D’après la loi, l’homme est autorisé dans tous les cas à vendre son hamets à un non-juif par l’entremise du Rabbinat ou d’un Rabbin compétent dans ce domaine de la loi. Par le biais de cette vente formelle, le Juif est quitte de toute infraction liée au hamets.
Aujourd’hui, l’usage est d’encourager tout le monde à procéder à la vente du hamets, d’autant que certains produits alimentaires et médicaments dotés de saveur sont parfois mêlés d’ingrédients hamets. Le doute à lui seul ne justifie pas de les détruire, et c’est pourquoi il est judicieux de les vendre pour régler le problème.
Quant au hamets réel, on évite de le vendre quand il n’a que peu de valeur, mais on s’en débarrasse. Si toutefois l’on craint qu’un Juif ne le garde en sa possession, on lui conseille de le vendre par l’entremise du Rabbin. En la matière, il convient de s’en remettre entièrement aux Rabbins responsables de la vente, qui sans le moindre doute la réalisent dans le respect de la loi la plus stricte.
Le hamets vendu doit être mis en lieu sûr pour éviter tout risque de consommation accidentelle, et il est bon d’inscrire dessus : Hamets vendu.

Consigne 1> Reproduisez le passage de l'extrait sur la vente du hamets compris entre « Quant au hamets » et « dessus : Hamets vendu. », bornes incluses.
Consigne 2>
Répondez brièvement à ces questions sur l'extrait sur la vente du hamets :
(a) Par l'entremise de qui peut-on vendre son hamets à un non-juif ?
(b) Que fait-on du hamets réel quand il n'a que peu de valeur ?
(c) Qu'est-il bon d'inscrire sur le hamets vendu ?

Entrées de données recueillies
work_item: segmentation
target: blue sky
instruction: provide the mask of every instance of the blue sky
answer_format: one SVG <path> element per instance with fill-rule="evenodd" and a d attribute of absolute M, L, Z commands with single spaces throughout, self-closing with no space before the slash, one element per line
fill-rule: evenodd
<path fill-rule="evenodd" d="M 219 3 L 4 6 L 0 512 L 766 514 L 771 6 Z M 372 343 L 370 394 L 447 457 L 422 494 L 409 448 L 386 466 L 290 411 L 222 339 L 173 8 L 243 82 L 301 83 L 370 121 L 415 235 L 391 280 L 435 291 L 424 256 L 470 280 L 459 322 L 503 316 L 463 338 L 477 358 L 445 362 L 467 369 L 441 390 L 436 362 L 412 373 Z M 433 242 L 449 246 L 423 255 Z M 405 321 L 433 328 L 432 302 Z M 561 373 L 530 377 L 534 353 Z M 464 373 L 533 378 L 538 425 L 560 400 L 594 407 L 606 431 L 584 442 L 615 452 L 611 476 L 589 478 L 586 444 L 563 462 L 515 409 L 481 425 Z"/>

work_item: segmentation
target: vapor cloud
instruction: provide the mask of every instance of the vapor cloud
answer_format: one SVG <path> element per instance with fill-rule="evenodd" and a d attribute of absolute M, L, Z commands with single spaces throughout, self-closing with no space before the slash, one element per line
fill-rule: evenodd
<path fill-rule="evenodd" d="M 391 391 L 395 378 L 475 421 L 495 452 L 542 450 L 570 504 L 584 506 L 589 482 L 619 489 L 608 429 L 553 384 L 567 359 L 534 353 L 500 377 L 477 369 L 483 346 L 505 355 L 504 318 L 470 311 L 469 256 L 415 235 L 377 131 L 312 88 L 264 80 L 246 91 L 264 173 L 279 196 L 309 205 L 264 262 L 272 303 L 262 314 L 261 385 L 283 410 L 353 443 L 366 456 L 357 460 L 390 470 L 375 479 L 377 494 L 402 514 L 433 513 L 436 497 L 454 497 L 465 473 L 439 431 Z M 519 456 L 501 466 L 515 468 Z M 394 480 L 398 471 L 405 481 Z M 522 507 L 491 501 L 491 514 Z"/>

Réponse rédigée 1>
Quant au hamets réel, on évite de le vendre quand il n’a que peu de valeur, mais on s’en débarrasse. Si toutefois l’on craint qu’un Juif ne le garde en sa possession, on lui conseille de le vendre par l’entremise du Rabbin. En la matière, il convient de s’en remettre entièrement aux Rabbins responsables de la vente, qui sans le moindre doute la réalisent dans le respect de la loi la plus stricte.
Le hamets vendu doit être mis en lieu sûr pour éviter tout risque de consommation accidentelle, et il est bon d’inscrire dessus : Hamets vendu.

Réponse rédigée 2>
(a) Par l'entremise du Rabbinat ou d'un Rabbin compétent dans ce domaine de la loi.
(b) On évite de le vendre et on s'en débarrasse.
(c) « Hamets vendu ».